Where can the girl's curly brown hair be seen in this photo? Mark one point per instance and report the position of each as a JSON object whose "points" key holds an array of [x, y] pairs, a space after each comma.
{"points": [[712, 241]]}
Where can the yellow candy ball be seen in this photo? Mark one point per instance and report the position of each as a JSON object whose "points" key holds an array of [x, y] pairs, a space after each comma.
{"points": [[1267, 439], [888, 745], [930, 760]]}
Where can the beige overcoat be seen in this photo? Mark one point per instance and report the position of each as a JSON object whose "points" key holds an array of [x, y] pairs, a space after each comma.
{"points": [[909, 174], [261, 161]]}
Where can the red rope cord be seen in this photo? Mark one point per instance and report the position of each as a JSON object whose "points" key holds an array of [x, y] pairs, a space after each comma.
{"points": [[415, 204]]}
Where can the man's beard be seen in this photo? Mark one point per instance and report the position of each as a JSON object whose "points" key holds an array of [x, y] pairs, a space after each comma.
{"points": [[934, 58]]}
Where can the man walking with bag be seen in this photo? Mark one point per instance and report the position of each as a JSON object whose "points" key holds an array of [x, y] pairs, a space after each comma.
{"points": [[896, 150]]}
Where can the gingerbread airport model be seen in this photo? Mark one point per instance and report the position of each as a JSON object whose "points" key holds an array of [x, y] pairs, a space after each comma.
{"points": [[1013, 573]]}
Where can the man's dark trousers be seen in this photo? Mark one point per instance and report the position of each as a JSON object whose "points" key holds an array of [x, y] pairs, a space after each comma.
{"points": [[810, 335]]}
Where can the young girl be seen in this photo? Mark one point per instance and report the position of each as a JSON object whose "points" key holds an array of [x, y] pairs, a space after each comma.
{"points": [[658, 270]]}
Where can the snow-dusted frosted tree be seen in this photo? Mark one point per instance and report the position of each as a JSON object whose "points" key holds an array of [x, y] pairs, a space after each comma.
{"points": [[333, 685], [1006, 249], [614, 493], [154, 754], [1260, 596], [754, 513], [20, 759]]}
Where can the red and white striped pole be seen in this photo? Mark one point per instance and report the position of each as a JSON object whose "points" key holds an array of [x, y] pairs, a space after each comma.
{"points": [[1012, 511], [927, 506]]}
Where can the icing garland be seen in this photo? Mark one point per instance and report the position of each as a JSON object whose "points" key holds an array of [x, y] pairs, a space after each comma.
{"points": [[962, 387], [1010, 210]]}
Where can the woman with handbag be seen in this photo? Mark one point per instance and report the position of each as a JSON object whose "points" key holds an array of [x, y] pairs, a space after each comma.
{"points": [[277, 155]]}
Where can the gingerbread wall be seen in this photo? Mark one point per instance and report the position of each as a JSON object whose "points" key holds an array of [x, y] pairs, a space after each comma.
--
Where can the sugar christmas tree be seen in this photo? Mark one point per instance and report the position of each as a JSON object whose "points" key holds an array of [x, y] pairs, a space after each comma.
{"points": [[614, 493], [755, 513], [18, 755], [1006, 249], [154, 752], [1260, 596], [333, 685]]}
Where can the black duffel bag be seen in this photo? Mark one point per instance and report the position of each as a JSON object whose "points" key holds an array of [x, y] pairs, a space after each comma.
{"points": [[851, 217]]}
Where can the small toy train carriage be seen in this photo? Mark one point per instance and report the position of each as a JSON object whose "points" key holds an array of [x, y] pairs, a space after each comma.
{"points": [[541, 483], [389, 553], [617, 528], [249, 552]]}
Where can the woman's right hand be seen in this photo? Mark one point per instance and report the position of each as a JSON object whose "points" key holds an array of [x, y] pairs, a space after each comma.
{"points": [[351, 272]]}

▶ **O que fazer**: Selecione nos dois blocos acima cada linha que contém a palavra "with" e transcreva-as sem alterações.

▶ **Resposta escrita**:
Where can the man walking with bag be seen in this photo? Mark one point per instance and report the position of each as a JSON object whose "points" key holds an array of [x, y] pairs, a space after each comma.
Where can the woman with handbag be seen in this photo? Mark one point per instance and report the position of each as a JSON object whose "points" key holds an array of [x, y] pairs, a space after each comma.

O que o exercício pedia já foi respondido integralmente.